**Exercise details**
Below are the records. Restate word for word every line from the one that contains "Task: for the roadway count, mark the smoke" through the final line, both included.

-------- Provided records

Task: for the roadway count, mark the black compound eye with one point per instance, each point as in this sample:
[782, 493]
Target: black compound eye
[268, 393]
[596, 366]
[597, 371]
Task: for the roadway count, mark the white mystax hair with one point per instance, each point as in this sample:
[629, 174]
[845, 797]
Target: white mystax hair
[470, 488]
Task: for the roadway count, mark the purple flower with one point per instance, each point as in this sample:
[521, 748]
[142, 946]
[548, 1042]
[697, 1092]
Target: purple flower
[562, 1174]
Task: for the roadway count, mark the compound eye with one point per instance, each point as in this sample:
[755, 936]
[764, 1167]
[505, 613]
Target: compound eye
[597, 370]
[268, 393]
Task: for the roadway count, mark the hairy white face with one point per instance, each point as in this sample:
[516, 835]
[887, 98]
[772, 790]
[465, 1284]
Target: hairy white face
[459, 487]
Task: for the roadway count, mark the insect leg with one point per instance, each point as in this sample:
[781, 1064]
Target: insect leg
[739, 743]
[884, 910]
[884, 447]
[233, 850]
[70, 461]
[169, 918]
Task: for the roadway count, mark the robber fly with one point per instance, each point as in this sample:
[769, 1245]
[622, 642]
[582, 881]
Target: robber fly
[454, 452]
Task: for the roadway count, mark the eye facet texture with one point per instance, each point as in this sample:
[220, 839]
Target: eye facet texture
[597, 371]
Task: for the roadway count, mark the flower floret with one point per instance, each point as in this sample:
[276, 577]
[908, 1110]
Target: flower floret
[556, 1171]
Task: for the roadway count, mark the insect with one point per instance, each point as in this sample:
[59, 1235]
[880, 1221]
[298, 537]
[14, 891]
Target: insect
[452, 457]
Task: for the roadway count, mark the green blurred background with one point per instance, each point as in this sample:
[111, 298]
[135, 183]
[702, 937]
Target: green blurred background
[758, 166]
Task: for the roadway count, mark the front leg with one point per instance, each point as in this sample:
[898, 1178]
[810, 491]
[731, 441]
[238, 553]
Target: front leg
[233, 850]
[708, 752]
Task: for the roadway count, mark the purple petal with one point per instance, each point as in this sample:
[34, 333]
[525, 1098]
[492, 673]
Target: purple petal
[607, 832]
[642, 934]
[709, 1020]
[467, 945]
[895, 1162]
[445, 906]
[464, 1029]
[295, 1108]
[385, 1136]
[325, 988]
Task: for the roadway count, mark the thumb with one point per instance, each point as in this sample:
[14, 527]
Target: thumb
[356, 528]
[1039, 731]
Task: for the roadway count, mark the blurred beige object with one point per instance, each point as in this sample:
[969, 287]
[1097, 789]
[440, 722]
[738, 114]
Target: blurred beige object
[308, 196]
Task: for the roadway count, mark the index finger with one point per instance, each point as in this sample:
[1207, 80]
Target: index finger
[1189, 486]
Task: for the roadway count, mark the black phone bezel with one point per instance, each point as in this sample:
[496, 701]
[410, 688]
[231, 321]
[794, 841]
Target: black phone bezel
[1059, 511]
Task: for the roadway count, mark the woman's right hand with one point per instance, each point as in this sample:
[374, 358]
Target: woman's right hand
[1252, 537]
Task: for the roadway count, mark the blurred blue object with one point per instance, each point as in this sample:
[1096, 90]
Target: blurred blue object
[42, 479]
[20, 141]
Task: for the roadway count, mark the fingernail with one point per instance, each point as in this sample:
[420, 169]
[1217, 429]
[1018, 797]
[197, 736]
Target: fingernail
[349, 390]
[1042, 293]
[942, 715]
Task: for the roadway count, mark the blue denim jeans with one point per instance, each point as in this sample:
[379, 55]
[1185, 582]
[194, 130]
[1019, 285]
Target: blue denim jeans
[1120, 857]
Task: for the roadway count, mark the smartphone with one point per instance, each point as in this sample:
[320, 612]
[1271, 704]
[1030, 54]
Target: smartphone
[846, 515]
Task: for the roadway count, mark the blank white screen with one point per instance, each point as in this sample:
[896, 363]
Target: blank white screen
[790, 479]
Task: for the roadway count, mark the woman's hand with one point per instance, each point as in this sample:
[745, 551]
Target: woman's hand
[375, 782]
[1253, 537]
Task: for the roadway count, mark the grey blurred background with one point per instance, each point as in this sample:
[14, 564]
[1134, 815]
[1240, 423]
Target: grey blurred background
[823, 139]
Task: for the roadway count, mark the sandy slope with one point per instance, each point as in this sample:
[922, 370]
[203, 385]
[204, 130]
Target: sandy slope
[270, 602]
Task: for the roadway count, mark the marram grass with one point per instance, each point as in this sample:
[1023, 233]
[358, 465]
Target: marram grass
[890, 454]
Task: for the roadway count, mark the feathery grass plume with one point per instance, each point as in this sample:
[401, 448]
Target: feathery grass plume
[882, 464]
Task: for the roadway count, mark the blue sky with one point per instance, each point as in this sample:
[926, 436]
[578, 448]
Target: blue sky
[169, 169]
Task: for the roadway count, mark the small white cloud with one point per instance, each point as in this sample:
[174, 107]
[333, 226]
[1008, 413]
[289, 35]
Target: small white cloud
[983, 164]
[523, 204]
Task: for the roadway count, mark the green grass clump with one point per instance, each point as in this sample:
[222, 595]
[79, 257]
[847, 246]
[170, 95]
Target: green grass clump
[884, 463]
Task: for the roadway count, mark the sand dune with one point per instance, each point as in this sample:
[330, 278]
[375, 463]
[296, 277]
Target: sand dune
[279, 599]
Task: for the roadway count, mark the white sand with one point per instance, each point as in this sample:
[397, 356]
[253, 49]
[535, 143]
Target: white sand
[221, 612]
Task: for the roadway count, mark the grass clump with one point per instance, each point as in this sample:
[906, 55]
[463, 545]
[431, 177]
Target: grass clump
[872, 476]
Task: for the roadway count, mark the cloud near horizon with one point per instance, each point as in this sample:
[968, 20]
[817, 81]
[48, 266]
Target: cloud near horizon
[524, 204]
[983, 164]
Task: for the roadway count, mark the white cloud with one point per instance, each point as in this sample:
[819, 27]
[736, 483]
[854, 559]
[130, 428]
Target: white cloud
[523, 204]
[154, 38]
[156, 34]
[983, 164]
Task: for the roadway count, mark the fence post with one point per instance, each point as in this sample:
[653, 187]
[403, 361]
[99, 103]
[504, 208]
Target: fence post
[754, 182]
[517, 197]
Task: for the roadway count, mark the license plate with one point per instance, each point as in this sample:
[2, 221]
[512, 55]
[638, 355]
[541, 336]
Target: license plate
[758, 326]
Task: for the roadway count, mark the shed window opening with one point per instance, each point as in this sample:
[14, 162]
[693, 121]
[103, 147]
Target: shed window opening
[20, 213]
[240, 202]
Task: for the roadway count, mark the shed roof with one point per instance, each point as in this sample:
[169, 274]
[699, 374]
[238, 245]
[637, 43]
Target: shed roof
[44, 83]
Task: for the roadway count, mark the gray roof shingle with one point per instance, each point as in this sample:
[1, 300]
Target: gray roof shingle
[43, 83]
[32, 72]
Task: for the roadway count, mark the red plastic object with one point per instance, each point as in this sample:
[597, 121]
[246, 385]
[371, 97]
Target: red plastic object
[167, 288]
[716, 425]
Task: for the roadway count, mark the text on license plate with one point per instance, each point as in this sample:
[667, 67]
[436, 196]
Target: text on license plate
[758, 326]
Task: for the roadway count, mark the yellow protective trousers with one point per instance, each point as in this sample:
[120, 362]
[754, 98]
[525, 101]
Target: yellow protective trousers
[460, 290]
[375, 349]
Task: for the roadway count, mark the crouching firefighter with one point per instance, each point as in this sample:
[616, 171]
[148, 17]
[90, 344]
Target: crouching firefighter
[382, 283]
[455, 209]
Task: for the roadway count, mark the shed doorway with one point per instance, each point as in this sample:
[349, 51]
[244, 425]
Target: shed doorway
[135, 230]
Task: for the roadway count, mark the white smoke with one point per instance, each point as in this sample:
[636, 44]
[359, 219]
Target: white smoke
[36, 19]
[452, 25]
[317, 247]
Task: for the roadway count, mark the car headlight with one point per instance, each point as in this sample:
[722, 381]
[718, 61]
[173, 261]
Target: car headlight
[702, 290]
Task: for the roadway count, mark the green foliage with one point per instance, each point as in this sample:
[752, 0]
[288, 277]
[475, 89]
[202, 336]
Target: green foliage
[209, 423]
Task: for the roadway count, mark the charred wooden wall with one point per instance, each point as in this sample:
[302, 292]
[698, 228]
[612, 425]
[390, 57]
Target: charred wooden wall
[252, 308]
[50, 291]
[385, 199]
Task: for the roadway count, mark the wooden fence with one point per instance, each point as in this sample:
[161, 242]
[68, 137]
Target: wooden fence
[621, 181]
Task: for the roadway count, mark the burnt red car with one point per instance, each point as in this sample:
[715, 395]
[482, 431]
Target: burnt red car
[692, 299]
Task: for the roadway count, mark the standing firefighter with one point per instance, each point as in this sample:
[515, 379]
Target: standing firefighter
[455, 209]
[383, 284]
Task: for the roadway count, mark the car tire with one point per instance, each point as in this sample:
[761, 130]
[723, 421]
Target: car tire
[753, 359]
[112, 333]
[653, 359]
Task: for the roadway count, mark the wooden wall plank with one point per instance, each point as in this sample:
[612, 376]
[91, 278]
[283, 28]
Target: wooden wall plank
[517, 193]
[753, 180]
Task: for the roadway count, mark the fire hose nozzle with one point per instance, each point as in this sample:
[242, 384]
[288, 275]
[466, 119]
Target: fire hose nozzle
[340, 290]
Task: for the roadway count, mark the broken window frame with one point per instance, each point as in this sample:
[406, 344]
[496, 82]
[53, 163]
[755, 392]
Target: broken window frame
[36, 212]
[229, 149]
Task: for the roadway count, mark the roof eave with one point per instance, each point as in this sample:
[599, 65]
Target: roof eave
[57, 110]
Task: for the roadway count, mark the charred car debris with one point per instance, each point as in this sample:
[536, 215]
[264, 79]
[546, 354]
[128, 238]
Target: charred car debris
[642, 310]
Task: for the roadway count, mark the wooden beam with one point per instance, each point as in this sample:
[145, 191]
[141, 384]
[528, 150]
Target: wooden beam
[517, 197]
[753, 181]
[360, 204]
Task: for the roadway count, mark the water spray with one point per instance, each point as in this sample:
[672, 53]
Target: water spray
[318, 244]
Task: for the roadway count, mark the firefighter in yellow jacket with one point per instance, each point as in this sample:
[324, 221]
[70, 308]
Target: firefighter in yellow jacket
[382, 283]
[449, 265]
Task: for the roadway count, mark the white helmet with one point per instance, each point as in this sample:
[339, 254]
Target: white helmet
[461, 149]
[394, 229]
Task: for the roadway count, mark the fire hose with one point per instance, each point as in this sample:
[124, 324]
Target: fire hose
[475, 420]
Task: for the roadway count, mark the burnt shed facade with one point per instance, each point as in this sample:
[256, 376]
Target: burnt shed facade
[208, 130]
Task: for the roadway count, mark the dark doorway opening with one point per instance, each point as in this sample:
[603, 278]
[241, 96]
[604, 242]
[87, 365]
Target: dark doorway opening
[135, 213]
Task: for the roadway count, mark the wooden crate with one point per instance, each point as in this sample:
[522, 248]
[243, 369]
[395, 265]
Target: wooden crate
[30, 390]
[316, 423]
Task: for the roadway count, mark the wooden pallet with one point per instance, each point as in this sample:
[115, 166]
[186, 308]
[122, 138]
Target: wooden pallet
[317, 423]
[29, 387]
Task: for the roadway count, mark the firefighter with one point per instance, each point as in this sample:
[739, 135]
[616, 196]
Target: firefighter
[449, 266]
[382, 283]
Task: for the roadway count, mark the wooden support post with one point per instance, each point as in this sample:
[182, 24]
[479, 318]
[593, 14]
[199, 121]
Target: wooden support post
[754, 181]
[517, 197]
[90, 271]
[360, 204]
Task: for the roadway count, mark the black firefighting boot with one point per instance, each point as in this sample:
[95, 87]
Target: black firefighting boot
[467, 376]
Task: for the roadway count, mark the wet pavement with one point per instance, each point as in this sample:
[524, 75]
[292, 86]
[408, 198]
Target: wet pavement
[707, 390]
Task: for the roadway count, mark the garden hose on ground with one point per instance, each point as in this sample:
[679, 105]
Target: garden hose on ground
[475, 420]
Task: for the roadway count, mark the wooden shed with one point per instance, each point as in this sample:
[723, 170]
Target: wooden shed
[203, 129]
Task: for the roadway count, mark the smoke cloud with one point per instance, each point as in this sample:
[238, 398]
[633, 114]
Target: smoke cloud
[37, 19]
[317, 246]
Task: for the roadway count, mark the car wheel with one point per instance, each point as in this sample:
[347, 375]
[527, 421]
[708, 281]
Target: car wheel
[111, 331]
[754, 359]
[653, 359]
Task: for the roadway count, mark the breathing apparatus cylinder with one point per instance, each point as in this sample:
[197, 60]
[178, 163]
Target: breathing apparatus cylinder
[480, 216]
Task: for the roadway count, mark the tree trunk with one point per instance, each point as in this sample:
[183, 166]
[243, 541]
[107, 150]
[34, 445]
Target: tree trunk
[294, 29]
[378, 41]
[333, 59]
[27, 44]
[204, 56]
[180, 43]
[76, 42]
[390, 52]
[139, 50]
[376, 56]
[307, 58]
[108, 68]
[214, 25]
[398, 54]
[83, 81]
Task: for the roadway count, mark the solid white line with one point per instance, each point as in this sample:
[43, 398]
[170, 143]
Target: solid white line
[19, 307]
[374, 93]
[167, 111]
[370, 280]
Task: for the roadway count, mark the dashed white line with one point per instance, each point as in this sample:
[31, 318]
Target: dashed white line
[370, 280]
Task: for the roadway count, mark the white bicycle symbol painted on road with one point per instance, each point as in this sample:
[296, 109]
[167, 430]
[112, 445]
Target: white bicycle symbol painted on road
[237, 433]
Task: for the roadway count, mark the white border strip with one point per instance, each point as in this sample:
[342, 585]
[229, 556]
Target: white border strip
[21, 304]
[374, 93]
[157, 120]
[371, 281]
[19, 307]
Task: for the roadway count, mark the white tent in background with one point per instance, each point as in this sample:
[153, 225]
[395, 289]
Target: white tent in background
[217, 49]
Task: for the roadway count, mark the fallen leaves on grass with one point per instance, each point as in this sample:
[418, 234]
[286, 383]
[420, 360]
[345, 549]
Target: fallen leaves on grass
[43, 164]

----------------

**Answer in full**
Task: for the roadway count, mark the smoke cloud with one point per instance, each point as in this sample:
[238, 398]
[633, 114]
Target: smoke cloud
[37, 19]
[317, 246]
Task: for the roadway count, mark the car wheel with one point per instance, each point as in this sample:
[347, 375]
[527, 421]
[708, 281]
Target: car wheel
[111, 331]
[754, 359]
[653, 359]
Task: for the roadway count, mark the breathing apparatus cylinder with one point per instance, each point as in this sample:
[197, 60]
[178, 163]
Target: breathing apparatus cylinder
[480, 216]
Task: for the roadway count, mark the tree trunk with one point per instance, each point as in this sample:
[183, 166]
[243, 541]
[107, 150]
[34, 445]
Target: tree trunk
[294, 29]
[378, 41]
[333, 59]
[27, 44]
[204, 56]
[180, 43]
[76, 42]
[390, 52]
[139, 50]
[376, 56]
[307, 58]
[108, 68]
[214, 25]
[398, 54]
[83, 81]
Task: for the roadway count, mark the solid white line with one point per instance, each point as in this sample:
[43, 398]
[170, 143]
Target: solid white line
[19, 307]
[374, 93]
[167, 111]
[370, 280]
Task: for the roadway count, mark the dashed white line with one point per instance, each point as in this sample:
[31, 318]
Target: dashed white line
[370, 280]
Task: for the roadway count, mark the white bicycle symbol painted on road with one point per instance, each point as in this sample:
[296, 109]
[167, 430]
[112, 445]
Target: white bicycle symbol painted on road
[237, 433]
Task: for the roadway count, mark the white border strip with one point per instance, each point as in this sample:
[342, 585]
[229, 556]
Target: white border strip
[21, 304]
[374, 93]
[157, 120]
[371, 281]
[19, 307]
Task: for the roadway count, mark the white tent in background with one point per instance, each point as in this sample:
[153, 225]
[395, 289]
Target: white tent in background
[217, 49]
Task: for the roadway count, mark the fallen leaves on grass with one point per instance, each point as in this sample:
[418, 234]
[286, 383]
[420, 360]
[345, 549]
Target: fallen leaves on grass
[43, 164]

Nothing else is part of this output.